*** EXTRACT PROVIDED ***

I told my wife that "an idea that I've been waiting fifteen years to have came to me last night" - and I told her a bit about it. What's amazing is that it seemed to make some sense to her as well. Those of you who know her will know that this is almost "proof positive" that the idea makes sense.
Without going too deeply into the idea itself just yet, what I will say is that it's likely that the last few days of blogging have had something to do with it "arriving" now. The idea of "relationship" taken to the "Nth" degree would account for my realization.
Then as usual I checked out the blogs I subscribe to before writing my own this morning - and I went to Villainous Company and read Cassandra's blog posting there. It seemed to make so much sense to me - how easily we're deceived by what we see - regardless of what it actually "is" - take a look for yourself: Seeing is Believing. She does a great job playing with the idea of images and words - and the relationship between them.
What's more important to me is how we override what we think with what we see. Literally, we don't think first - we experience the world sensorially (no surprise here for anyone who's followed any of my stuff before) - and that sets us up for what we think. "We can't think except in relation to what we've already experienced!!! ... Unless we change the fundamental process we use to process what we experience."
Let me take this forward first ... and then back to what I've been writing about over these past few days. It seems to me that a couple of things are evident:
a) our nervous systems are an interface with the world/cosmos at large - and we are positioned "dead center" in it as far as we're concerned (remember all those Copernican debates?)

*** LISTED ENTRIES ***

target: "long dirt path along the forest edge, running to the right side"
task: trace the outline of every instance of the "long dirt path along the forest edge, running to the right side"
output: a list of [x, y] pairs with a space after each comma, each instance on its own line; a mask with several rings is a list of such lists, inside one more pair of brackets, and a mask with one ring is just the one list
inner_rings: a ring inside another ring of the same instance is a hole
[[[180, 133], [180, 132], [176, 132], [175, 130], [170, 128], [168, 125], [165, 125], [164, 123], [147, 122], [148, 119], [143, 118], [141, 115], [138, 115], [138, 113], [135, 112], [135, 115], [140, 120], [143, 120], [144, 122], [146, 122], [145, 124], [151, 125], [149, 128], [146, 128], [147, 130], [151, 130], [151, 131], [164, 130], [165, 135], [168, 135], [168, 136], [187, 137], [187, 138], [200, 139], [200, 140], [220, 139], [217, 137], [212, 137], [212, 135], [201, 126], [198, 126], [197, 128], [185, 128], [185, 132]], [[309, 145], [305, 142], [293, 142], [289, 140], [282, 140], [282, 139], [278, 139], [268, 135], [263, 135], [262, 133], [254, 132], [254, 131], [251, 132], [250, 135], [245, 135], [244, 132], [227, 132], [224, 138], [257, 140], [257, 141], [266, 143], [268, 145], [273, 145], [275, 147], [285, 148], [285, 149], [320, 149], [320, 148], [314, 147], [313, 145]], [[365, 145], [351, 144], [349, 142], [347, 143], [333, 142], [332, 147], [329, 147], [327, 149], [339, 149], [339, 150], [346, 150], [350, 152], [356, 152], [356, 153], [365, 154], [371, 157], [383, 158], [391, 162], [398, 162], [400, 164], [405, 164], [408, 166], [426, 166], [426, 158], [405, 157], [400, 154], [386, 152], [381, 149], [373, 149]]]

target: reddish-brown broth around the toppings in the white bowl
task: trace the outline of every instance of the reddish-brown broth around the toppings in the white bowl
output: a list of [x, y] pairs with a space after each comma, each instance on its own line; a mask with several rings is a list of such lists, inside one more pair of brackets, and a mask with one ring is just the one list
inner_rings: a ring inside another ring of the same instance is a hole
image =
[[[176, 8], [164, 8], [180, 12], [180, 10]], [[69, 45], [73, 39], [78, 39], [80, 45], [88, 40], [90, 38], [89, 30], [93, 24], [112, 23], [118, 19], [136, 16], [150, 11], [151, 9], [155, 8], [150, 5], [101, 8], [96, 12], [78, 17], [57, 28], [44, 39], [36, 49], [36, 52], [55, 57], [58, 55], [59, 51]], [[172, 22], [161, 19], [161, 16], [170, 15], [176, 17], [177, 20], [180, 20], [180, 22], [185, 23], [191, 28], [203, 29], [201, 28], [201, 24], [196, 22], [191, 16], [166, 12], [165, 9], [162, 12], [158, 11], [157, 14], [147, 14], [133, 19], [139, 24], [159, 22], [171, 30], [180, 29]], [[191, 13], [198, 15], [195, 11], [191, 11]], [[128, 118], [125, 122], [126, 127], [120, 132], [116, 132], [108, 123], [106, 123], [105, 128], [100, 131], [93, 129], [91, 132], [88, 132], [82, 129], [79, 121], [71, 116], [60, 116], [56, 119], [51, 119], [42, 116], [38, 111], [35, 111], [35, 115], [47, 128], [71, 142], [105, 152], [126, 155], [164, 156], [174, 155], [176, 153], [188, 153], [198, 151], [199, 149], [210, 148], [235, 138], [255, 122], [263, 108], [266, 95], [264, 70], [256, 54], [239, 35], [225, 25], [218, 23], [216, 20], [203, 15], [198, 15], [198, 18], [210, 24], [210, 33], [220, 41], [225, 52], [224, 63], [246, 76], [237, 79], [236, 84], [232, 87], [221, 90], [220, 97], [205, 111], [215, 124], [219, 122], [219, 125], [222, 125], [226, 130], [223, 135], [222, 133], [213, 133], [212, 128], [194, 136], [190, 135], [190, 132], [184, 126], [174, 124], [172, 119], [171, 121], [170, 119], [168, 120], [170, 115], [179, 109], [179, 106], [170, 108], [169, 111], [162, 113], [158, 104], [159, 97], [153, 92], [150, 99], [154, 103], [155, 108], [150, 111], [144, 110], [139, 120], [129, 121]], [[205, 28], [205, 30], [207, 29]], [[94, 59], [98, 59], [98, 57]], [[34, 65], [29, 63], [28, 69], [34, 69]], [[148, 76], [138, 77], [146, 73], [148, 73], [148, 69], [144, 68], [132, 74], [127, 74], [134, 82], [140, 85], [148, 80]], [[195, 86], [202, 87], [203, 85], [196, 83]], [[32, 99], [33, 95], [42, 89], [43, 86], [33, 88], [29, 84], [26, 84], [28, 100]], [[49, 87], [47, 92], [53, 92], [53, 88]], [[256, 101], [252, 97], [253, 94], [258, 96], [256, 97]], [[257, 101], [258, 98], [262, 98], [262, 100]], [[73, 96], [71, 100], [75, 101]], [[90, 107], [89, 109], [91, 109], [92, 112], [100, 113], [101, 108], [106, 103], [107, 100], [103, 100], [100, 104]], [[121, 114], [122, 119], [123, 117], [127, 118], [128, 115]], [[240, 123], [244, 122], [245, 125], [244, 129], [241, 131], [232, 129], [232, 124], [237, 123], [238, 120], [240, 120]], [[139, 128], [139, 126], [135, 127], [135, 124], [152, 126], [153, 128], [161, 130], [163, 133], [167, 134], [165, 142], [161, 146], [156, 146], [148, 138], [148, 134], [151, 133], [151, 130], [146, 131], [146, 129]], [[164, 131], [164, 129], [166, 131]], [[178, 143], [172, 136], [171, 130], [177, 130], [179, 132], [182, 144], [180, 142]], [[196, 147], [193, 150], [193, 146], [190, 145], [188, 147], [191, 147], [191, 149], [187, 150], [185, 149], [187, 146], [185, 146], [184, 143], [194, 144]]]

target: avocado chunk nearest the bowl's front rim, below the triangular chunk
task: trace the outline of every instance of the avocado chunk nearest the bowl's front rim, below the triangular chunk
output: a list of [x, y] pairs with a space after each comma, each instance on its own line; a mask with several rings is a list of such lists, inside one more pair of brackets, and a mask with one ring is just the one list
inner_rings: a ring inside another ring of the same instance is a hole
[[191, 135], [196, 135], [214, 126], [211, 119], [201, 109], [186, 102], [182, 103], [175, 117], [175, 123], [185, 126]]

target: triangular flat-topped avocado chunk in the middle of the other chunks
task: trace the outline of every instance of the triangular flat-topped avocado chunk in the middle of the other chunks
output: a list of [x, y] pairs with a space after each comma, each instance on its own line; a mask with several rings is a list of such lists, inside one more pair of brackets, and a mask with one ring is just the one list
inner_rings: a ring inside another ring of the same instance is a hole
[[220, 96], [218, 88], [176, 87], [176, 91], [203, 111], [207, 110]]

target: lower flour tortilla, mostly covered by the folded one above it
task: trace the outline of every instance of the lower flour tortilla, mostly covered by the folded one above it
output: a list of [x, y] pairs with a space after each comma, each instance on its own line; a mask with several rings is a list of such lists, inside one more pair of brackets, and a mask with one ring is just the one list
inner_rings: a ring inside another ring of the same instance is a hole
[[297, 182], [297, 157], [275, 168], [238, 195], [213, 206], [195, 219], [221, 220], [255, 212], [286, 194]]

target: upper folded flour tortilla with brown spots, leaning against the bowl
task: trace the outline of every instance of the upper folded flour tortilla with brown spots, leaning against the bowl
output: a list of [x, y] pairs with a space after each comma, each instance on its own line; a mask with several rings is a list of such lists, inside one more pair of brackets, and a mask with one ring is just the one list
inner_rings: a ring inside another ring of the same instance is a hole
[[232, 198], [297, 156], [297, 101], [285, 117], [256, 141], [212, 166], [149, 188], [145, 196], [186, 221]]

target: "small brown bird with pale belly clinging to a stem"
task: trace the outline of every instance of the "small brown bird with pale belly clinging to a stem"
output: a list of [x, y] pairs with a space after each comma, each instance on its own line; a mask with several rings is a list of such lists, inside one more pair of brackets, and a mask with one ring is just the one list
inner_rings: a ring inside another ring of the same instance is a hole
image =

***

REQUIRED WORK » Can you write what comes next in the blog post about how what we see shapes what we think, picking up right after its last line? This material has no connection to the blog post.

ANSWER BOX »
b)it's all relative (another one of those cosmologists said this if not first, then at least loudly enough for the entire world to hear a few decades ago now) - meaning that we perceive the entirety of our experience "in relation, or relatively" with regards to the relationships between things AND between people as well for that matter
My way of thinking about these things is topologically ... or in terms of a "cognitive landscape." And, when it comes to making sense of the world we only do that in relation to the way we perceive the landscape.
What's evident to me as well is that the way we make sense of our relationships - including and maybe most significantly our most intimate relationships - is in relation to the way we hold the landscape that we're making sense of them in. This of course would include all the other elements of this landscape - through both space (distance) and time as well. How we hold our cognitive landscape will literally determine both what we think and how we think about it.
What I've stated plenty of times before is that our thinking (cognition) is a behavior, and that a specific type of thinking - decision-making - determines all the behaviors that follow, what we call response. Now add in that all our relationships are based on our responses to others - responses that occur within the framework of our individual AND our collective cognitive landscapes!"
So to put it all simply ... who you are with may already be determined before you've ever met them. Put that in your pipe and smoke it - it may not be as tasty as what you're used to, but I'll guarantee you it will be more potent!
Joseph Riggio, Ph.D.
Princeton, NJ
PS - I'll pick up some of the details ... not just "smoke signals" over the rest of this week, and tomorrow I'll even give you a bit of evidence about my theory from this month's Seed Magazine.
In the meantime I'm announcing the schedule for my EPC2 - Exquisite Performance, Virtual Coaching Teleseminars for the next three months later today - and you can still take advantage of my 90 Day, Risk Free Trial Subscription - which includes access to all my previous teleseminar archives as well. This is exactly the kind of thing I'll be talking about ... e.g.: relationships, cognitive landscapes ... over the next few months. So if you're interested now is a perfect time to check me out "live" and without any risk on your part ... I don't know how long I'll be keeping this offer open "as is" - so go to: EPC2 - Exquisite Performance, Virtual Coaching Teleseminars and take me up on my offer ... Subscribe Today!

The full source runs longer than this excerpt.